'''

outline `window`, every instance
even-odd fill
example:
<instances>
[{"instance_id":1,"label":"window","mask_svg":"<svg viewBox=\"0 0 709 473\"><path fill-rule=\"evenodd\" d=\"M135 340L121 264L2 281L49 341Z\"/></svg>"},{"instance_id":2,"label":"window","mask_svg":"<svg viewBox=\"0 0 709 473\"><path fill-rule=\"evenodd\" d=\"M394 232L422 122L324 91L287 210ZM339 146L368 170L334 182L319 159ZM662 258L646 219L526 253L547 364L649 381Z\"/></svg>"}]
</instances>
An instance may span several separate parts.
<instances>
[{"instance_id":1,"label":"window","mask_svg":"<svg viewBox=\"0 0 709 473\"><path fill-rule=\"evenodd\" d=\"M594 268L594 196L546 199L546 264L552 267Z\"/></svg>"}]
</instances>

'''

### Stated exercise
Reproduce all of the data above verbatim, line for line, with no changes.

### Result
outline `window`, every instance
even-odd fill
example:
<instances>
[{"instance_id":1,"label":"window","mask_svg":"<svg viewBox=\"0 0 709 473\"><path fill-rule=\"evenodd\" d=\"M135 340L121 264L2 281L49 341Z\"/></svg>"},{"instance_id":2,"label":"window","mask_svg":"<svg viewBox=\"0 0 709 473\"><path fill-rule=\"evenodd\" d=\"M394 232L422 122L324 91L287 210ZM339 146L368 170L334 182L319 159ZM662 258L646 219L526 253L547 364L649 381Z\"/></svg>"}]
</instances>
An instance may span several separate parts.
<instances>
[{"instance_id":1,"label":"window","mask_svg":"<svg viewBox=\"0 0 709 473\"><path fill-rule=\"evenodd\" d=\"M594 268L594 196L546 199L546 264L552 267Z\"/></svg>"}]
</instances>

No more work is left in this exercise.